**What is required:**
Could you reproduce, exactly as written, every line from the one containing "Query: power line" through the last line of the records, and nothing else?

******

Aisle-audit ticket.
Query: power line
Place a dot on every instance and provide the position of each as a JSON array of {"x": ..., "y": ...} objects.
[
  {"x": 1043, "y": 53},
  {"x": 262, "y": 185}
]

******

**Task answer:**
Query: power line
Place a dot on every instance and provide the position of each as a JSON array of {"x": ..., "y": ...} objects.
[
  {"x": 1043, "y": 53},
  {"x": 262, "y": 185}
]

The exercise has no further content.